What you should do — Drop the images; return everything else in the listing below exactly.

Provided records —
"""

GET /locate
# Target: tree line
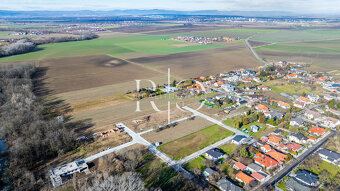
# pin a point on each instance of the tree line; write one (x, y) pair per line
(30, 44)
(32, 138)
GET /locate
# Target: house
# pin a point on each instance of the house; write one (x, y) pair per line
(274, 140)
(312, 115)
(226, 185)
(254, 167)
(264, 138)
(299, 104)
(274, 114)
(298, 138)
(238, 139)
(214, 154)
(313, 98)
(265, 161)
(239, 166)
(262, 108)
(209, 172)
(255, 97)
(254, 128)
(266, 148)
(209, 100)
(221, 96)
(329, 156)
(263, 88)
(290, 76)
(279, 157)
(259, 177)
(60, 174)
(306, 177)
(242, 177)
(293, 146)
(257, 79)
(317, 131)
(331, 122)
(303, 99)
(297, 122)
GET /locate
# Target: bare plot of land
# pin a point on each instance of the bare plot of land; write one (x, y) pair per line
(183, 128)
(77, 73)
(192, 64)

"""

Completed task —
GET /locate
# Target: tree line
# pin a point on each instance of the tree line; write one (x, y) pair per line
(30, 44)
(32, 138)
GET /locate
# Target: house
# pin a point on each instance of the house; write one (x, y) pair per line
(274, 140)
(312, 115)
(226, 185)
(254, 167)
(264, 138)
(299, 104)
(274, 114)
(298, 138)
(238, 139)
(214, 154)
(313, 98)
(265, 161)
(239, 166)
(262, 108)
(209, 172)
(255, 97)
(254, 128)
(266, 148)
(209, 100)
(221, 96)
(329, 156)
(263, 88)
(290, 76)
(279, 157)
(259, 177)
(60, 174)
(306, 177)
(242, 177)
(293, 146)
(257, 79)
(317, 131)
(331, 122)
(303, 99)
(297, 122)
GET /locate
# Target: bare plot of land
# pin a point on each instance of the bare plot of land; write one (x, y) pair per line
(183, 128)
(77, 73)
(192, 64)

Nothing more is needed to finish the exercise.